§ Data extracts:
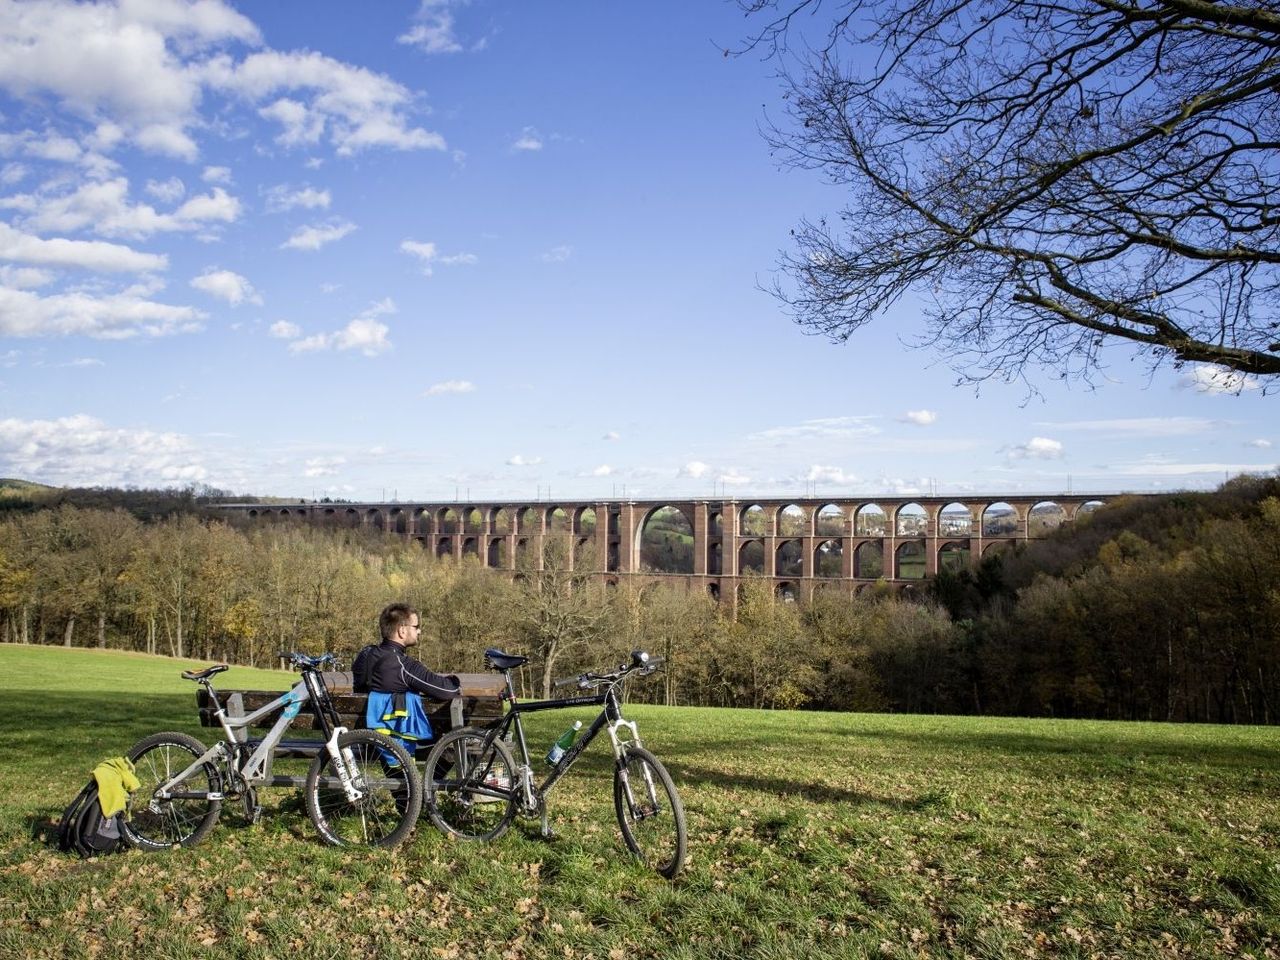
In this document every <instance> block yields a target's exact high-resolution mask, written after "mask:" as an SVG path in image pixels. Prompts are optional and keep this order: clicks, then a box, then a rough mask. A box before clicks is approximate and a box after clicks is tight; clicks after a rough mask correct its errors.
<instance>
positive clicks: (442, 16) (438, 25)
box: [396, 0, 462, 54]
==
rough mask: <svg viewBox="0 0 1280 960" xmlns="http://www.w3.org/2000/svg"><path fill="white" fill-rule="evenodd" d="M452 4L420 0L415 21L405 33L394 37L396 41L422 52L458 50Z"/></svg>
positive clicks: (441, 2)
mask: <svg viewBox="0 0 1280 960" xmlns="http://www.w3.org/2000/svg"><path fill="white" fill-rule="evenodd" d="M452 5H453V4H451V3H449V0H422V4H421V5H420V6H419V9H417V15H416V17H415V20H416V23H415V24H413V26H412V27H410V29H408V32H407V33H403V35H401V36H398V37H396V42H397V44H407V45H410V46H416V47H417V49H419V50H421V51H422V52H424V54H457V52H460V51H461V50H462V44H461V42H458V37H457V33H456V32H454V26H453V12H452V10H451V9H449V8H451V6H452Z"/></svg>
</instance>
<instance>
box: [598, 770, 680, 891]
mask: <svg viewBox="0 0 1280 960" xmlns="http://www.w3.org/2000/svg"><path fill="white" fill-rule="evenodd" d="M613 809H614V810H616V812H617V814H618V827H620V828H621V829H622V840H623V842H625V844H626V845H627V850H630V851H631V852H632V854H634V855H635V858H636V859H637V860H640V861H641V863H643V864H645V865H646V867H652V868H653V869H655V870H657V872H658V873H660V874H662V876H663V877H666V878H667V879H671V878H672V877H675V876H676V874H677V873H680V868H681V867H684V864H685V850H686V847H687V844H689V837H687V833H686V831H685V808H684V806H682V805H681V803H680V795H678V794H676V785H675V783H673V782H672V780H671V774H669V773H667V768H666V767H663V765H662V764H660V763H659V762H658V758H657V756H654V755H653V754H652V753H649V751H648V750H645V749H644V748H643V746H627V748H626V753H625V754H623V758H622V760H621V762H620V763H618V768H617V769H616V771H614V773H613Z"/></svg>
* * *
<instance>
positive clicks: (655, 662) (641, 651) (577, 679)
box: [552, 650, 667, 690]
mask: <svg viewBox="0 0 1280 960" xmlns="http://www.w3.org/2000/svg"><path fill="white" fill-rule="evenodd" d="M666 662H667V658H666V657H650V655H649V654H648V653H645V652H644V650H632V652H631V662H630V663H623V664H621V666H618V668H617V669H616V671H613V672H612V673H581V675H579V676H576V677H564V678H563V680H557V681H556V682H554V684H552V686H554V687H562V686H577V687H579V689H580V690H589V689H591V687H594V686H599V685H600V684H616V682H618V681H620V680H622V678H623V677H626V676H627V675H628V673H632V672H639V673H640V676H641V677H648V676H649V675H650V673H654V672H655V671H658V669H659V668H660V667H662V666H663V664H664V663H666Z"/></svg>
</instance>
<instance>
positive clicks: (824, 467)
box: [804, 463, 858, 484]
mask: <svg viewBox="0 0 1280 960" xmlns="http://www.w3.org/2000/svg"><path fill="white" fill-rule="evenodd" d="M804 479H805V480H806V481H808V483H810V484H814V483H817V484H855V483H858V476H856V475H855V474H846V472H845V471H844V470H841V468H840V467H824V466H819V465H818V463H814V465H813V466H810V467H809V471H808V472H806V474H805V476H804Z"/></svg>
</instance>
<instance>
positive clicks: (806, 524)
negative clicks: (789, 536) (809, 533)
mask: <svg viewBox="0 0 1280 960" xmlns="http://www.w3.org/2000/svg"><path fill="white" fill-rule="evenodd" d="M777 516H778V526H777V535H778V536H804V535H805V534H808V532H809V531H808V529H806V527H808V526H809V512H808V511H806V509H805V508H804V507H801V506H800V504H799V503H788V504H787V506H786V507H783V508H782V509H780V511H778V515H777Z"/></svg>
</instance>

§ Action item: Only those lines of the entries above that run from the line containing "In this document" to the line containing "box: [396, 0, 462, 54]", both included, should be transcribed exactly.

§ Answer below:
In this document every <instance> block yields a target's exact high-resolution mask, written after "mask:" as an SVG path in image pixels. Prompts are optional and keep this order: clicks, then a box, then a rough mask. A box before clicks is approximate and a box after clicks is tight; clicks after a rough mask correct its errors.
<instance>
positive clicks: (442, 16) (438, 25)
box: [396, 0, 462, 54]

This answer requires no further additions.